**Your tasks:**
1. Copy the passage of the book review from "Not surprisingly, Nowicki" up to and including "and wrong anymore.".
2. In the book review, what topic does Nowicki devote a powerful chapter to?

**Text for analysis:**
Not surprisingly, Nowicki feels little affinity for contemporary “conservatives” who seem more eager to export America’s civilization-in-decline to other countries than to roll back modern liberalism, abortion (to which he devotes a powerful chapter), the welfare state, and other manifestations of secular modernity. He attributes a lot of the ills of contemporary society and politics to the view that there are no objective standards for right and wrong anymore.
When he writes, “If God does not exist, then all claims to legitimacy are a ruse. Politics is gang warfare writ large, and all high minded talk of “justice” mere cant and hypocrisy,” there is little reason to disagree. Politics, per definition, concerns, non-unanimous, collective decision making that is an imposition on spontaneously evolved conventions that foster peace and trade. In modern times, the locus of power has shifted from God (his “representatives”) to the State but the power and obedience relationship remains identical. There is a serious debate between those who think objective values exist and can be discovered through reason and those who question this whole project. According to the moralists, these objective values put limits on what politicians and public officials may do. Those with more empirical and skeptical views disagree, and argue that the existence of politics rests exactly on such metaphysical illusions. To them, contemporary politics feeds off the residual metaphysical thinking of religion and the quest for power and money is hidden by appeals to “rights” and “social justice.” The need for politicians to cultivate such illusionary concepts is obvious because the legitimacy of the state would greatly suffer if politics is simply seen as “gang warfare writ large.” Nowicky is clearly on the right track about the pathologies of modern political culture, but he seeks the solution in less modernism instead of a more analytic / scientific worldview. For a stimulating contrast, consult L.A. Rollins’s ‘The Myth of Natural Rights and Other Essays’ (review here), by the same publisher. Nowicki’s book ends with some reflections on existence and non-existence that set the stage for another uplifting Nine Banded Books publication, Jim Crawford’s ‘Confessions of an Antinatalist.’
Despite the main subject of the book (suicide), I thoroughly enjoyed ‘Considering Suicide.’ The cover artwork and the use of lower-case fonts for the title are appealing. A lot of the author’s cultural and political observations are dead-on and, I think, can be sustained with solely secular arguments as well. His relationship with death, meaning, and God seems more tortured to me and reminiscent of his indecisiveness about suicide. The author may be a Catholic but the tone of the book is decidedly nihilist, including his reflections on religion. In ending, I was surprised to detect the occasional use of strong language and open discussion of sexual matters in this book. If we can no longer rely on a Catholic Reactionary in such matters, all hope must be lost indeed!

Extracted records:
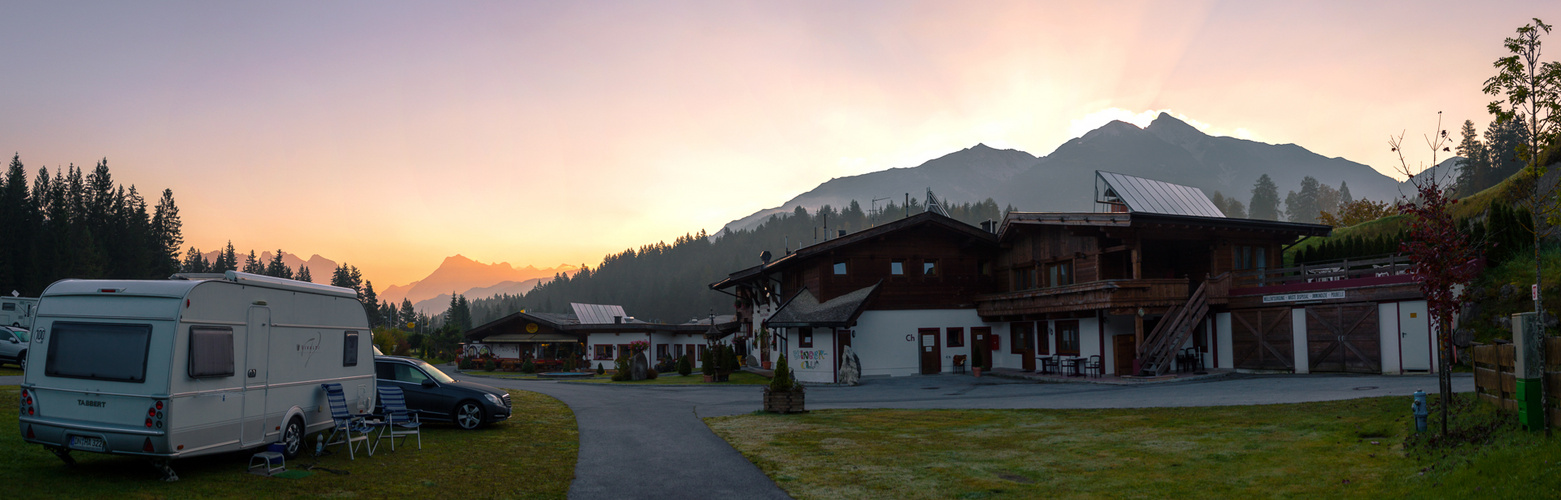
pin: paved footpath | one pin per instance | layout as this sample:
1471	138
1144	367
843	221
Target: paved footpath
650	441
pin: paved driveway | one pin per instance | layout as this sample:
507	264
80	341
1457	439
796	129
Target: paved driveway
648	441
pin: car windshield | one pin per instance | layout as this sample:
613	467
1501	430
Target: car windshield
434	372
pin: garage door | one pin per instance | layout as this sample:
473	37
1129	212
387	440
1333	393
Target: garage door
1344	338
1262	339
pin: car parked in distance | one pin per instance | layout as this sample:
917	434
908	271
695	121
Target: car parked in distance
440	397
13	346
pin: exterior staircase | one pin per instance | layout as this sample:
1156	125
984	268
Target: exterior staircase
1160	346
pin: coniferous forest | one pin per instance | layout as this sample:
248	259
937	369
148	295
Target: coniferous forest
75	224
670	282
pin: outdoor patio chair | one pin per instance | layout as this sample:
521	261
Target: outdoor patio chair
397	421
350	428
1093	364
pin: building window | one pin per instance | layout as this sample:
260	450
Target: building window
1059	274
1068	338
1251	257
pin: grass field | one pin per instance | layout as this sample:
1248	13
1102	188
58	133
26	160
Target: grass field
528	457
1338	449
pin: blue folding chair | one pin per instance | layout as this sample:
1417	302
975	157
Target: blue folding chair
397	421
348	428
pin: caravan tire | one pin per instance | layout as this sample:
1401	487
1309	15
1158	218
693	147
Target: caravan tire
469	414
292	438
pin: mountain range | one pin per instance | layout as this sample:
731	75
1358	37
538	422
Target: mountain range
1168	150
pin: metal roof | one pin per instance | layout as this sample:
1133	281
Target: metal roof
1154	197
598	313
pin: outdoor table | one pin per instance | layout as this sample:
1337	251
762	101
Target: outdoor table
1048	364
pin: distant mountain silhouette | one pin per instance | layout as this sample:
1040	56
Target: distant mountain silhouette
1168	149
440	302
967	175
462	275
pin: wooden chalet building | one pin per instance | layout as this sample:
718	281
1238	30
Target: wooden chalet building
592	335
1159	277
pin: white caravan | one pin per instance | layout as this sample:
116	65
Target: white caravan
17	311
191	366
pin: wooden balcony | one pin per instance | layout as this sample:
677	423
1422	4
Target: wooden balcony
1115	296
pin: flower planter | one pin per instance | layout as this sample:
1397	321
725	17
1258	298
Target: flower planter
784	400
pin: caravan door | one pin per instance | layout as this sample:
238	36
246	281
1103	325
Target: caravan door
258	349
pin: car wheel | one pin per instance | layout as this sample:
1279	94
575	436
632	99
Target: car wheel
292	438
469	414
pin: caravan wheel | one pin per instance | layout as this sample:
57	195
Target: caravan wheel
292	438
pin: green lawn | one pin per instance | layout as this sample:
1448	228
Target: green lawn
528	457
1336	449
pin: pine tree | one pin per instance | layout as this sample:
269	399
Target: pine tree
1265	199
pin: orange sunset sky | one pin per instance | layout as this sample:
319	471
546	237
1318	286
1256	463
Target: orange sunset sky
391	135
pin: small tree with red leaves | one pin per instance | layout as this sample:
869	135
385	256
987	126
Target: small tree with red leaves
1441	258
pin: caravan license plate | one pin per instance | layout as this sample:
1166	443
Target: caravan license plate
88	444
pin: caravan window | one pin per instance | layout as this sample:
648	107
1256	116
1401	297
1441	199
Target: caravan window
211	352
99	352
350	349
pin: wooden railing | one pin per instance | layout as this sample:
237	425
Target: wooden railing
1333	271
1085	296
1162	344
1496	383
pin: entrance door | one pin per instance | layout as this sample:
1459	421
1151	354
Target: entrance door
1126	352
1262	339
1343	338
256	355
1023	338
931	355
1415	336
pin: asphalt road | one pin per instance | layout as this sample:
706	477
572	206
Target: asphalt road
650	441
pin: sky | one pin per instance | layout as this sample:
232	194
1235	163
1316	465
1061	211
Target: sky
389	135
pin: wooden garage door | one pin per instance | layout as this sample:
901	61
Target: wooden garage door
1262	339
1344	338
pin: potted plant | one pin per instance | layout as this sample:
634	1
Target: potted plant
706	364
784	394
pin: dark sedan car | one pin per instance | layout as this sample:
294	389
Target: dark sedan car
439	397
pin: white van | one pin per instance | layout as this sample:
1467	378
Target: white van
17	311
191	366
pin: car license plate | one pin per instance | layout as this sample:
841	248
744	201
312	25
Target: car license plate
88	442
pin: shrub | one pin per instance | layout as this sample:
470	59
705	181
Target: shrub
782	380
622	369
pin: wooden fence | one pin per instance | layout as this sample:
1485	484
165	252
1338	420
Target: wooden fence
1496	383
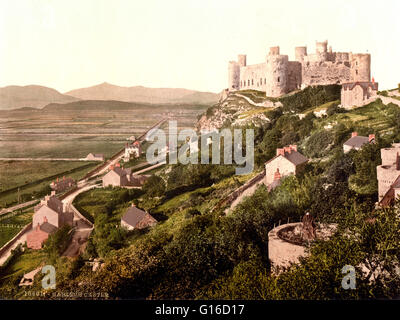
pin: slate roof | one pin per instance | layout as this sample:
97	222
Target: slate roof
389	196
133	216
357	141
294	157
121	172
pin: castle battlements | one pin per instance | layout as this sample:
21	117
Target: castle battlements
278	75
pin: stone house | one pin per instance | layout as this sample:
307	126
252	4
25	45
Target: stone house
388	175
63	185
134	218
95	157
48	217
134	149
356	142
358	93
287	161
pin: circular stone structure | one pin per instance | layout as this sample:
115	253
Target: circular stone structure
286	243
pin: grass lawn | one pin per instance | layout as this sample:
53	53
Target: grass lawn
374	115
11	224
24	263
19	173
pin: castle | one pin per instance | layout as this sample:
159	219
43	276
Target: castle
277	75
388	174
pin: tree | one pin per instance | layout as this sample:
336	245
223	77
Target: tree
154	186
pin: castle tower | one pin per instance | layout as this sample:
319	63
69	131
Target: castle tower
277	73
233	75
322	47
300	52
322	50
360	67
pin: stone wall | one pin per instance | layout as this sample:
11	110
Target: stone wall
253	77
284	165
324	73
278	75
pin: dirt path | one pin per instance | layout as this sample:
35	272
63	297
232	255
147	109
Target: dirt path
18	206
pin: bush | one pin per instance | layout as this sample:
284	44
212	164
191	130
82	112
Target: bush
318	144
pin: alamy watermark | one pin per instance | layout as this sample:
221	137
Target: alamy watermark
189	150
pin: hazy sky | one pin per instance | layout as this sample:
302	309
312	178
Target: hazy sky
182	43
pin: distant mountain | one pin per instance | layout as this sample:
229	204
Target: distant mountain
13	97
106	91
85	105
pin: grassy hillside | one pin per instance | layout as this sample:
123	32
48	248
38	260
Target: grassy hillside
196	251
106	91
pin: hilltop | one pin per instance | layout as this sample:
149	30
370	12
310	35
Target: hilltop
252	107
106	91
195	251
12	97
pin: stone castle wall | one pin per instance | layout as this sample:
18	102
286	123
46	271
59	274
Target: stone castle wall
277	75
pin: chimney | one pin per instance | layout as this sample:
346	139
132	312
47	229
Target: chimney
371	137
280	151
397	161
277	175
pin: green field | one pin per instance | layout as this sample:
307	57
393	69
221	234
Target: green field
75	132
11	224
33	178
374	115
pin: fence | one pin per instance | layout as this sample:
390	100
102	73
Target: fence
239	191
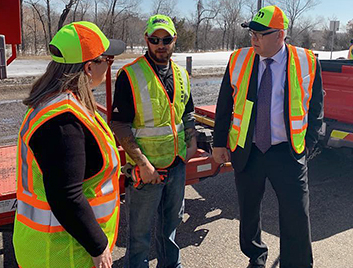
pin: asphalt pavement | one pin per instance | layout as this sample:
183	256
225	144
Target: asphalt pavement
208	236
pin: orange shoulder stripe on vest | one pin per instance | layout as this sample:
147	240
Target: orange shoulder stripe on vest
231	68
299	74
290	48
277	19
312	68
298	131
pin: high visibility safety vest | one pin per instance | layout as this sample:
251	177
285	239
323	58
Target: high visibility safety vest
158	127
301	74
350	55
39	239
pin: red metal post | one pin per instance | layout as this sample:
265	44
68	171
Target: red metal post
13	55
108	92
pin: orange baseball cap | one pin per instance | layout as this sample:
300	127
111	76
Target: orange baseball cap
83	41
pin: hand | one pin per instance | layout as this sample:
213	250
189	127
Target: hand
191	150
104	260
149	174
221	155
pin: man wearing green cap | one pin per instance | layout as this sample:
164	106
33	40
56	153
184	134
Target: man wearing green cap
270	109
152	117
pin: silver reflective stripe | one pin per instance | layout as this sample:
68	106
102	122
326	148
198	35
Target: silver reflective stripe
156	131
299	124
108	186
180	127
145	95
238	65
46	217
304	66
236	122
24	167
152	131
185	81
40	216
104	209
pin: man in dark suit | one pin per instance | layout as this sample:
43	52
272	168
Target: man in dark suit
270	110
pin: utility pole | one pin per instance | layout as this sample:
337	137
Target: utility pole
259	4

**Results for each task:**
1.
Not surprisingly, Nowicki feels little affinity for contemporary “conservatives” who seem more eager to export America’s civilization-in-decline to other countries than to roll back modern liberalism, abortion (to which he devotes a powerful chapter), the welfare state, and other manifestations of secular modernity. He attributes a lot of the ills of contemporary society and politics to the view that there are no objective standards for right and wrong anymore.

2. Abortion.